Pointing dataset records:
_____
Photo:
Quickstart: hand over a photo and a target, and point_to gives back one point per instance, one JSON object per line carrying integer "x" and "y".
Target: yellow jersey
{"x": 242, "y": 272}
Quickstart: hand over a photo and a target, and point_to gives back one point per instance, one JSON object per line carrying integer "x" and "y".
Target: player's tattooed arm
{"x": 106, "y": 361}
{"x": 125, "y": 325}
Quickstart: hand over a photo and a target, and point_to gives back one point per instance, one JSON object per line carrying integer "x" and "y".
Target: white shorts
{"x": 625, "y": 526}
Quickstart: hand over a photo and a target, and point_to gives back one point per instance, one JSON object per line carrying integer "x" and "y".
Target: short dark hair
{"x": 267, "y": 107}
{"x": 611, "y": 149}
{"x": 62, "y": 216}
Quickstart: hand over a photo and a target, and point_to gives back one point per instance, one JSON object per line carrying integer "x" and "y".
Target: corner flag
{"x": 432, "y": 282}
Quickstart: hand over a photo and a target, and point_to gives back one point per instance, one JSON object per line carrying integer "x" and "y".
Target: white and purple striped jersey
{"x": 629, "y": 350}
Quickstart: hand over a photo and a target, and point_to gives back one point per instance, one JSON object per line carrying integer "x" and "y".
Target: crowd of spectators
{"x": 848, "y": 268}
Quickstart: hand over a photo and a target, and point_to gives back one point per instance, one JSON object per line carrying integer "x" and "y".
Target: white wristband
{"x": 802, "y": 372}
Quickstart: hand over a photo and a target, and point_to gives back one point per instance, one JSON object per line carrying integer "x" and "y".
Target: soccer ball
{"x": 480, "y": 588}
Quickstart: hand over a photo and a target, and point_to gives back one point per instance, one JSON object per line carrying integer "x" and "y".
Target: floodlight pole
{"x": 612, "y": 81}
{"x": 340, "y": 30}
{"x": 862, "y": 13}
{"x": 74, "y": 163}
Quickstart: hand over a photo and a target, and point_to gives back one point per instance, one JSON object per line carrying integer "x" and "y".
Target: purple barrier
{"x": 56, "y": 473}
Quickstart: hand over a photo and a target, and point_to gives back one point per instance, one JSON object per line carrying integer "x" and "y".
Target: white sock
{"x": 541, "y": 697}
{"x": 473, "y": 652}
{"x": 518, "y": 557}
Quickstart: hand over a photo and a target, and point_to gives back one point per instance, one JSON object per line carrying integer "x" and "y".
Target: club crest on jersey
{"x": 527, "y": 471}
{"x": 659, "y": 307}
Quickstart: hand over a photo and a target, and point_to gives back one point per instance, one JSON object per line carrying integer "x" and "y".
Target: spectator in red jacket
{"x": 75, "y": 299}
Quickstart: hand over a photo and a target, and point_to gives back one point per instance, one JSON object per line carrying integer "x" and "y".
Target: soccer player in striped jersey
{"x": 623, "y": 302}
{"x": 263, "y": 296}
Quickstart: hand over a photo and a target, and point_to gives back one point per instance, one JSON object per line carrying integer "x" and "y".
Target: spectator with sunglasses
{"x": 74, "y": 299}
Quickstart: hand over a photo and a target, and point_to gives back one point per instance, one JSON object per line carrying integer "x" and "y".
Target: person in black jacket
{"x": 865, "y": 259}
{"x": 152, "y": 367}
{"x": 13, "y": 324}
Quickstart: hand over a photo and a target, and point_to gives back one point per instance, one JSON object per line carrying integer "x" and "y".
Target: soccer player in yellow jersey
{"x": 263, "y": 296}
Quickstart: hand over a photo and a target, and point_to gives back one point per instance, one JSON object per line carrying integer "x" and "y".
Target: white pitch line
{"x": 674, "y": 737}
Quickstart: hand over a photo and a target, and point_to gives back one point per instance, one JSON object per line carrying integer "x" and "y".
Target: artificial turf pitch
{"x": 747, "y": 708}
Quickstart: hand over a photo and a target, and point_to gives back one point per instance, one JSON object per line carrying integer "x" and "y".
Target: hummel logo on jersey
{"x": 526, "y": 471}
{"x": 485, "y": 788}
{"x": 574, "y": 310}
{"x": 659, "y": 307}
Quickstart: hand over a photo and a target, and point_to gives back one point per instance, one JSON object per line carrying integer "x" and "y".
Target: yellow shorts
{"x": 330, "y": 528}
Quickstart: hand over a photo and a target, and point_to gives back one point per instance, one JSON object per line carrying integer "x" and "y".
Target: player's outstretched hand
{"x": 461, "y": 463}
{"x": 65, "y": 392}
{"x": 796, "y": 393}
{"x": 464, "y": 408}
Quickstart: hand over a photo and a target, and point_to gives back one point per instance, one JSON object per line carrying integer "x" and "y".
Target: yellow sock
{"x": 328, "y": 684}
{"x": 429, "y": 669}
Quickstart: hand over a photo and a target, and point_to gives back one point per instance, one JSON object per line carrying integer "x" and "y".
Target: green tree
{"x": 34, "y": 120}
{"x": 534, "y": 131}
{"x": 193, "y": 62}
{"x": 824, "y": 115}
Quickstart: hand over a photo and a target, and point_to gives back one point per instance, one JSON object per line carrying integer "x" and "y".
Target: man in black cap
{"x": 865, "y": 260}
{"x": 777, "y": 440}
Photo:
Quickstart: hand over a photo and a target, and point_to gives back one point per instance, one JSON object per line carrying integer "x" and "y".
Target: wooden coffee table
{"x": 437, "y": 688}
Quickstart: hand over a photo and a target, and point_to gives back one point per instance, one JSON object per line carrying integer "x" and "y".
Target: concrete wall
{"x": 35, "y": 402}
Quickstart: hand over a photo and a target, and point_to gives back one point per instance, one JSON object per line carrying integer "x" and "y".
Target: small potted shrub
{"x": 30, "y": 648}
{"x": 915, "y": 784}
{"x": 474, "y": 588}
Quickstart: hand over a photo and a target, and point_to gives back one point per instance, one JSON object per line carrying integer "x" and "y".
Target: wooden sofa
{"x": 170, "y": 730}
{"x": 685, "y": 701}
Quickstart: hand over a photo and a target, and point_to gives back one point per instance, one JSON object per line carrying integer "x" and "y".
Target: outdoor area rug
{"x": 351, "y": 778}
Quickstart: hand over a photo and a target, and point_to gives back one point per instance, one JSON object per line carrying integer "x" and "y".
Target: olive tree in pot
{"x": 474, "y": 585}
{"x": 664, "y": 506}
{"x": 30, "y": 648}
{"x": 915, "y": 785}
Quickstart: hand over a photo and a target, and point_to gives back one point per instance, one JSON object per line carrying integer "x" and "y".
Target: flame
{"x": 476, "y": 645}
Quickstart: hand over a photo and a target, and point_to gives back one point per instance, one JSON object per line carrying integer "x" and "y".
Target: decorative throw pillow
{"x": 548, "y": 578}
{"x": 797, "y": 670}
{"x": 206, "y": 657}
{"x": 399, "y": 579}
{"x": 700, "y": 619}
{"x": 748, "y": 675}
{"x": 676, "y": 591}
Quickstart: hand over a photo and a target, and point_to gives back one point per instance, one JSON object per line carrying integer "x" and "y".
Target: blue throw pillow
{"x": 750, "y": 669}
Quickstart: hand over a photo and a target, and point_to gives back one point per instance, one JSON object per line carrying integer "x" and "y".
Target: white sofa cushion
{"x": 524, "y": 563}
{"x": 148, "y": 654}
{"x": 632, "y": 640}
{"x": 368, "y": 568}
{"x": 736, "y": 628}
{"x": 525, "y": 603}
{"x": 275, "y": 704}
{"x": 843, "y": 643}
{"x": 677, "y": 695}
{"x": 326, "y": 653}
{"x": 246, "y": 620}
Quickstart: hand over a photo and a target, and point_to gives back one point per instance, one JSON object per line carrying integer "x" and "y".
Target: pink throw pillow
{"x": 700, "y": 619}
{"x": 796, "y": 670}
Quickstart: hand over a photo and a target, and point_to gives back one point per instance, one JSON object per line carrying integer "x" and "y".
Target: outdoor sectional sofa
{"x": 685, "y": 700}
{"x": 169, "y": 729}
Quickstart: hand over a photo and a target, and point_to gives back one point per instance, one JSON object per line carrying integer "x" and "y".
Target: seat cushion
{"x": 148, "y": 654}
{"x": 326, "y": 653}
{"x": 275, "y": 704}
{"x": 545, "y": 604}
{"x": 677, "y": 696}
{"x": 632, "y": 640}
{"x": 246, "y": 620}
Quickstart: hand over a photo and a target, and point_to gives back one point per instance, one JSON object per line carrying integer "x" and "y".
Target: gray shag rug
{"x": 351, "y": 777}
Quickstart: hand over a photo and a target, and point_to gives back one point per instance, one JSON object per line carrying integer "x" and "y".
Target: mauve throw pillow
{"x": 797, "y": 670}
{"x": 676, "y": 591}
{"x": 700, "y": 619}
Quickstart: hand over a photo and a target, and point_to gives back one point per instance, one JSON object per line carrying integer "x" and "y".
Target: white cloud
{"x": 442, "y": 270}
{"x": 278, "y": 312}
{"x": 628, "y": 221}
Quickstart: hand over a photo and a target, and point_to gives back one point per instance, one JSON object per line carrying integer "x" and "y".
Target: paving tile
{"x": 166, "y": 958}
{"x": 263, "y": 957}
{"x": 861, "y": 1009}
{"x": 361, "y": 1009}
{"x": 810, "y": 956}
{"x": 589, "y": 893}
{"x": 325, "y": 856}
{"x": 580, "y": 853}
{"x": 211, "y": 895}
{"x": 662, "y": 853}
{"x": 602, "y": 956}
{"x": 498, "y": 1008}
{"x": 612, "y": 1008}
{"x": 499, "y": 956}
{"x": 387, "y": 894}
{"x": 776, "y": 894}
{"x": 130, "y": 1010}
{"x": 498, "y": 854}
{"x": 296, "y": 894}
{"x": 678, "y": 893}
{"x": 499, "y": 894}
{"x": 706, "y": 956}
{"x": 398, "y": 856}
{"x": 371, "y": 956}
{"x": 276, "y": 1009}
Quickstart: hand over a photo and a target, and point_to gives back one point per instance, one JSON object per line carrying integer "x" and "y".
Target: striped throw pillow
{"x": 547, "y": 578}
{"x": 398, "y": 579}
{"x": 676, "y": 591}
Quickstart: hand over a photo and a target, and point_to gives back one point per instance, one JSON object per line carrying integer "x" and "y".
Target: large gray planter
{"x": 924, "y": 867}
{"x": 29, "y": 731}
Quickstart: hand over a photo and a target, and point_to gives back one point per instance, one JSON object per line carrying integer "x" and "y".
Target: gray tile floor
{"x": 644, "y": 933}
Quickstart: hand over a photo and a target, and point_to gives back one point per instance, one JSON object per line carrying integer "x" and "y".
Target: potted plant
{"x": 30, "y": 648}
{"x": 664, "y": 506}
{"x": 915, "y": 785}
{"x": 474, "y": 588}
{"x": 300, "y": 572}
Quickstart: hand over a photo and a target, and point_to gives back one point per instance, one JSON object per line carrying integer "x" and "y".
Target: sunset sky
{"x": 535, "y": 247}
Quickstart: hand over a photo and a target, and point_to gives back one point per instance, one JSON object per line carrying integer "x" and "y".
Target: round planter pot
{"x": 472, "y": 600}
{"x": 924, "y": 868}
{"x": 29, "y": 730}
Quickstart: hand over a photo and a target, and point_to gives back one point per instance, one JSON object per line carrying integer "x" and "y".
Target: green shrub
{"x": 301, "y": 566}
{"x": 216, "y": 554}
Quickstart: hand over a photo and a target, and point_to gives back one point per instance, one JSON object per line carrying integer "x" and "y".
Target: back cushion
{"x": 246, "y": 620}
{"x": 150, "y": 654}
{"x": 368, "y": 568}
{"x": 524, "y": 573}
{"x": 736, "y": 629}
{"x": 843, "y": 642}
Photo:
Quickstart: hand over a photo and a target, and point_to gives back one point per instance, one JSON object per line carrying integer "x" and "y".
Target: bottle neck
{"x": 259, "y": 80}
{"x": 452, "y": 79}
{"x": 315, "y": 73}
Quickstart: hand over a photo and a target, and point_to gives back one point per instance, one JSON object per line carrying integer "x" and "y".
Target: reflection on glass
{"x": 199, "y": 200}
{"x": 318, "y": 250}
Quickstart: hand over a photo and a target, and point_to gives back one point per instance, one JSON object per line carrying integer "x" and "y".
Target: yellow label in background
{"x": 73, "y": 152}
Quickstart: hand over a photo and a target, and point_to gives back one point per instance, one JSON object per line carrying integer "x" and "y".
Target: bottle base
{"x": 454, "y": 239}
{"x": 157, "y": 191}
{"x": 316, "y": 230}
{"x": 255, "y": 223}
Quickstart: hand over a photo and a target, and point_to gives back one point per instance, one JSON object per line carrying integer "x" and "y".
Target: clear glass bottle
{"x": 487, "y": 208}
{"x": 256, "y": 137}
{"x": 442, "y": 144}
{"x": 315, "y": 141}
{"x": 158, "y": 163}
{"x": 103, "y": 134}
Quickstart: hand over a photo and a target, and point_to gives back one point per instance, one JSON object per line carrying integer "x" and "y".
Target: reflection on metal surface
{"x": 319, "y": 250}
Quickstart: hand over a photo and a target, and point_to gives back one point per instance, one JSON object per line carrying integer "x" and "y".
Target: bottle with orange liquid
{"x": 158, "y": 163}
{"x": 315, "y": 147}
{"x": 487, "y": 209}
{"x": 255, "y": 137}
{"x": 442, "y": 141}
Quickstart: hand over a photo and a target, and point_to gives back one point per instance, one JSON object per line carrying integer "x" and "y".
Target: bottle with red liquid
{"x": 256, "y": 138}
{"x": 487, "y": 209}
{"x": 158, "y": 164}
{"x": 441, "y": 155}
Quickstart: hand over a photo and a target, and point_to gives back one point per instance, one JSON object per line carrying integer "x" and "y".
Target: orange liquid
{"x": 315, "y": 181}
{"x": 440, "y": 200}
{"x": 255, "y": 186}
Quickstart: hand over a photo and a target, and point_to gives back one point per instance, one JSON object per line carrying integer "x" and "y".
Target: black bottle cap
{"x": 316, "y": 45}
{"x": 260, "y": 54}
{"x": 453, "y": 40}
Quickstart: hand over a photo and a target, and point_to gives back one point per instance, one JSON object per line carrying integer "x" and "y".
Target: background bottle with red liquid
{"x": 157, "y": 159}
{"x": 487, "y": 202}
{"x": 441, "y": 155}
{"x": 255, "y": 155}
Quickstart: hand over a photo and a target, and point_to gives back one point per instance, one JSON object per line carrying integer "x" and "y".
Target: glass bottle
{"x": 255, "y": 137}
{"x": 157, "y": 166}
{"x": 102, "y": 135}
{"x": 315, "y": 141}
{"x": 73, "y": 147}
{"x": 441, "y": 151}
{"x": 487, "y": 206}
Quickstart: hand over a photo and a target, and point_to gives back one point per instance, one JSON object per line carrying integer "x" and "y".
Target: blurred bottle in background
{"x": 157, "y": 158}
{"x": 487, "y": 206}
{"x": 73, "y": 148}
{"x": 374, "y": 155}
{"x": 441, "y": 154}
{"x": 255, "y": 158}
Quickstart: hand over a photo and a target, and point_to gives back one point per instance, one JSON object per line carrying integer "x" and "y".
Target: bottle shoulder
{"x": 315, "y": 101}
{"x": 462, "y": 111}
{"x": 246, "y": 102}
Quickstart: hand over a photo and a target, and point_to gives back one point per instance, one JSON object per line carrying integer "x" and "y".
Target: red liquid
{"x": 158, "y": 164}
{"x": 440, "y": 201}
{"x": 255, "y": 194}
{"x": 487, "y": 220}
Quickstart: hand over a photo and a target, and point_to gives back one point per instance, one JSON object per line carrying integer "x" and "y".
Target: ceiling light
_____
→ TASK DIRECTIONS: Please pull out every line of the records above that contains the word "outdoor".

→ WRITTEN ANSWER:
Target: outdoor area rug
Target: outdoor sectional sofa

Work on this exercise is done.